- What the task asks -
Go over the entries and report the lines where the word "rough" occurs.

(Exercise data Opens)

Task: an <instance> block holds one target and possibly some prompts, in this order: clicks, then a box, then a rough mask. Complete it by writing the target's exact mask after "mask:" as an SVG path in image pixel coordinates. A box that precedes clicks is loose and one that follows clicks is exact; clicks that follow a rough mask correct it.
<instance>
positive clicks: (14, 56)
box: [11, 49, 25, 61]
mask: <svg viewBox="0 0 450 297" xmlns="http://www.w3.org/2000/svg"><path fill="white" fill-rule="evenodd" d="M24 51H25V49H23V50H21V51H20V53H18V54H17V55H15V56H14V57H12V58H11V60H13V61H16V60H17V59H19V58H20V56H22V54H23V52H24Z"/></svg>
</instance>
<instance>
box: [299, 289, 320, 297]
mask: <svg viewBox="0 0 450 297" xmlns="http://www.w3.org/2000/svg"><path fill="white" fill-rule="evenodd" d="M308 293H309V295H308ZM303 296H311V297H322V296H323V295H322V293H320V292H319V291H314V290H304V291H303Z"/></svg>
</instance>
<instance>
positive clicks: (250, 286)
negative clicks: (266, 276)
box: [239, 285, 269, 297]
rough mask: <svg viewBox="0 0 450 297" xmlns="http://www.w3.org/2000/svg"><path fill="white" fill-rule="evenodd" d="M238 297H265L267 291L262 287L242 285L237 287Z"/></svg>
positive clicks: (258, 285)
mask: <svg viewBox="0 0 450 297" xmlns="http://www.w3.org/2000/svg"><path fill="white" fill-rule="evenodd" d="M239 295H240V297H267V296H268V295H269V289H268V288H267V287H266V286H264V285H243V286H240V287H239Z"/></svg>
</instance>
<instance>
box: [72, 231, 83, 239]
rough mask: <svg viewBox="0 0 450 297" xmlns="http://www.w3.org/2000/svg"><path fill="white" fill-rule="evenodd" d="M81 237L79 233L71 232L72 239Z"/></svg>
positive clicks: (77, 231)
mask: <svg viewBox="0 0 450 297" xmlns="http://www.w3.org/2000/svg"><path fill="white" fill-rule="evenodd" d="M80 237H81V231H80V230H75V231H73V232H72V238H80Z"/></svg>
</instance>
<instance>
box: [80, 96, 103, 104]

(Exercise data Closes)

- Expected answer -
Task: an <instance> block holds one target and possibly some prompts, in this order: clicks, then a box, then a rough mask. Complete it by writing the target's exact mask after "mask:" as an SVG path in image pixel coordinates. A box that precedes clicks is loose and one that follows clicks is exact; clicks that follow a rough mask correct it.
rough mask: <svg viewBox="0 0 450 297" xmlns="http://www.w3.org/2000/svg"><path fill="white" fill-rule="evenodd" d="M238 297H265L267 291L262 287L242 285L237 287Z"/></svg>
rough mask: <svg viewBox="0 0 450 297" xmlns="http://www.w3.org/2000/svg"><path fill="white" fill-rule="evenodd" d="M81 237L79 233L71 232L72 239Z"/></svg>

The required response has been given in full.